--- PAGE TEXT ---
= = = = =

There was already news on Habr about this significant event. Indeed, it resembles a retelling of the official Microsoft press release, but that's how the 'news' should be.
My Early Attempts
For some reason that even I don't understand, I started trying to use Python inside Excel a few weeks ago. Unsuccessfully. Despite all my efforts, it didn't work: initially, I connected to Microsoft 365 Insider, Beta Channel and didn't observe the option there. Then I downloaded an add-in from Excel Labs, the Microsoft Garage project. The feature, although it started, did not work for me, constantly returning errors.
The Big Update
And then, on 12.10.2023, I received an email with good news: after updating Office, there is now a "Python in Excel" option in the Formulas menu. Entering "=PY(" in the command line converts the current cell into something resembling a Jupyter Notebook cell.
Important Reminder: To access and use the "Python in Excel" feature, you need to be part of the "Microsoft 365 Insider, Beta Channel."
How Does It Work?
The code is executed on Microsoft servers. All you need to do on your local computer is start Excel and enter the familiar magical combination "=PY(". Then you can enter the code. Of course, copy-paste works. The syntax is Python, with a slight specificity if you need to access data. The 'Ctrl+Enter' command ignites the code.
The Big Question: Why?
Why do we need Python inside Excel at all? This is the main question, a huge “Why?” Are there any advantages over using the two products independently and exchanging data between them when necessary? Possibly there are, but with a big question mark. And despite all my heavy pondering, I can't find an answer, although I'm trying very hard.
Potential Advantages
- You can avoid installing Python altogether.
- For simple tasks that are more efficiently solved by code than by built-in Excel tools, you don't need to multiply entities: both code and data can live inside one file.
- Another reason to utilize this feature is as a substitute for Microsoft Excel macros, especially if you're well-acquainted with Python but not with macros. Thanks to @alexandershelupinin who pointed this out.
- And perhaps something else that I'm not aware of or haven't thought of.
My Personal Take
Thinking soberly, I can't come up with anything rational and sensible, which would require forgetting Python in Excel as an unnecessary toy. But! Procrastination and/or curiosity force me to figure out the feature and come up with scenarios for using it. A man is weak (I definitely am), can't resist temptations. The result of my weakness is this material.

= = = = =

--- MATERIALS PROVIDED ---
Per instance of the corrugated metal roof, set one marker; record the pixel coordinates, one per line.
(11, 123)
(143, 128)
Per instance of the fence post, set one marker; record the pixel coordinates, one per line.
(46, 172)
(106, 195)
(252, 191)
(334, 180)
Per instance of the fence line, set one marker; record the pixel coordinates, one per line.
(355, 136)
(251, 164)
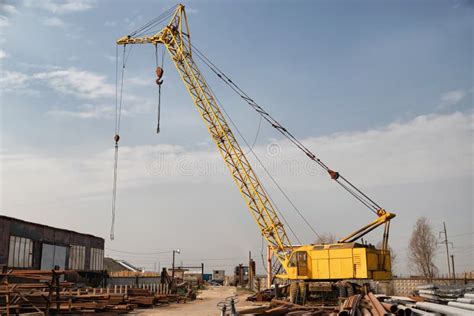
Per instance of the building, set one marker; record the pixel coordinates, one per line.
(28, 245)
(218, 276)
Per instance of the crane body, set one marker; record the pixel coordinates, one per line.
(346, 259)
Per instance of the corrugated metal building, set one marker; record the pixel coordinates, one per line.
(35, 246)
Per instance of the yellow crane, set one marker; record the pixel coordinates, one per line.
(346, 259)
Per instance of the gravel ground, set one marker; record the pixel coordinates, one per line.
(205, 305)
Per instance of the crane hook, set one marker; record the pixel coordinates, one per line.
(159, 74)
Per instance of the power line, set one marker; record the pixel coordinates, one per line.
(139, 253)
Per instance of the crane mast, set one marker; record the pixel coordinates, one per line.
(175, 37)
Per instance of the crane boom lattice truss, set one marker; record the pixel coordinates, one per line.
(175, 37)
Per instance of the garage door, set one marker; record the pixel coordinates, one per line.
(52, 256)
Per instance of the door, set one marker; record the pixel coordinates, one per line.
(52, 256)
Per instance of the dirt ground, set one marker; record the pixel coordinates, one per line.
(205, 304)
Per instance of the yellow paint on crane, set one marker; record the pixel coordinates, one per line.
(343, 260)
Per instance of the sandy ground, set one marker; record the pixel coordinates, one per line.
(205, 305)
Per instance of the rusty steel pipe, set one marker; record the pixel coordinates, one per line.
(380, 311)
(407, 311)
(392, 308)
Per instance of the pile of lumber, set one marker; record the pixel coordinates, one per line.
(24, 291)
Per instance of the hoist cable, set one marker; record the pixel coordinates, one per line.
(159, 94)
(352, 189)
(275, 182)
(118, 115)
(153, 22)
(256, 135)
(260, 162)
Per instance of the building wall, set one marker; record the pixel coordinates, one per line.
(44, 234)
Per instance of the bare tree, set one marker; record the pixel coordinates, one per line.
(422, 248)
(326, 238)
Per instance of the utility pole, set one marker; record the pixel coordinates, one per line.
(454, 271)
(172, 269)
(445, 241)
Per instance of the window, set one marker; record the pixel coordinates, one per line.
(97, 259)
(77, 257)
(20, 254)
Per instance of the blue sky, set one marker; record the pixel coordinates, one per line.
(357, 73)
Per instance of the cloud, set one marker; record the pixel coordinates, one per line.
(61, 6)
(421, 166)
(81, 83)
(429, 148)
(53, 21)
(451, 98)
(7, 9)
(110, 23)
(85, 111)
(12, 80)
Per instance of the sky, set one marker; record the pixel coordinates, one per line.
(381, 92)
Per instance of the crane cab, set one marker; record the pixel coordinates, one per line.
(339, 261)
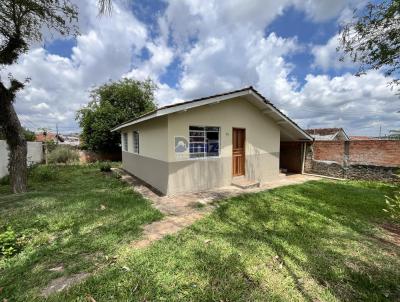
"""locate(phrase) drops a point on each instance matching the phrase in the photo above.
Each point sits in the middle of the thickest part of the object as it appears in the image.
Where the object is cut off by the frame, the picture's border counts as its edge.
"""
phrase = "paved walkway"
(183, 210)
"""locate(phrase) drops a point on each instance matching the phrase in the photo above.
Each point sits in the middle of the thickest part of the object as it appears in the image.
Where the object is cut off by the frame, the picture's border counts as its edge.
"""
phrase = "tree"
(28, 134)
(112, 104)
(372, 38)
(21, 23)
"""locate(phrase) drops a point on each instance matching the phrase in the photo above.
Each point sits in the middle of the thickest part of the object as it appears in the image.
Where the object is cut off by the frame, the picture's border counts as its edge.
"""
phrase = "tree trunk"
(15, 138)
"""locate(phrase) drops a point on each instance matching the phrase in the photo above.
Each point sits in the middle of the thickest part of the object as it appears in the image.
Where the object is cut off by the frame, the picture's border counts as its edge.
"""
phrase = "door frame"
(244, 151)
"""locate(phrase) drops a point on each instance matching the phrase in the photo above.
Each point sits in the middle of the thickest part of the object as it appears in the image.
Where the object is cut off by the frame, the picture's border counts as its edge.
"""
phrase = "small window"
(125, 141)
(203, 141)
(136, 142)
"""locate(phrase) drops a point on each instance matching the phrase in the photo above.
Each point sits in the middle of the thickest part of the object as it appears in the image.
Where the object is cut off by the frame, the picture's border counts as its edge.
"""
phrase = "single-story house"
(212, 142)
(328, 134)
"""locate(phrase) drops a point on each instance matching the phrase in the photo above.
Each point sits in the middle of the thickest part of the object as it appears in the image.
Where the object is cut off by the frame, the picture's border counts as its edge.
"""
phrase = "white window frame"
(125, 142)
(135, 144)
(205, 156)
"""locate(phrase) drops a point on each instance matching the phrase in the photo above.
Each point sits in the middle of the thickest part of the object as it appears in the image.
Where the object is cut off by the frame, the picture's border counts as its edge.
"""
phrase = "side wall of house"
(151, 163)
(262, 146)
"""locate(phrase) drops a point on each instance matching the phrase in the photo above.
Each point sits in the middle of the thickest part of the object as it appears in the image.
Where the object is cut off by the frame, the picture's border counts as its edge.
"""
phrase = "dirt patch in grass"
(62, 283)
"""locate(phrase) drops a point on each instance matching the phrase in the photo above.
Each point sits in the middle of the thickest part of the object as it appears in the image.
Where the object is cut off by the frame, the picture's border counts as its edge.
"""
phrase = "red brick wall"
(368, 152)
(329, 150)
(375, 152)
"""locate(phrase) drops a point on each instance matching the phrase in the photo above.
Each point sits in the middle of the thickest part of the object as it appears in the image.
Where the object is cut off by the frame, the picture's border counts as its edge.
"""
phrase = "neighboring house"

= = = = =

--- EXERCISE TASKS ---
1 > Summarize the Python in Excel post in two sentences.
2 > Show every line of the entries that contains the string "house".

--- RESULTS OF THE EXERCISE ---
1 > After failing to get Python working inside Excel through the Beta Channel and an Excel Labs add-in, the author found a "Python in Excel" option in the Formulas menu following an Office update on 12.10.2023, and code entered after "=PY(" runs on Microsoft servers. The author questions why the feature is needed and lists possible advantages such as skipping a Python install, keeping code and data in one file, and replacing macros, yet admits to finding no rational answer and exploring it out of curiosity.

2 >
phrase = "single-story house"
phrase = "side wall of house"
phrase = "neighboring house"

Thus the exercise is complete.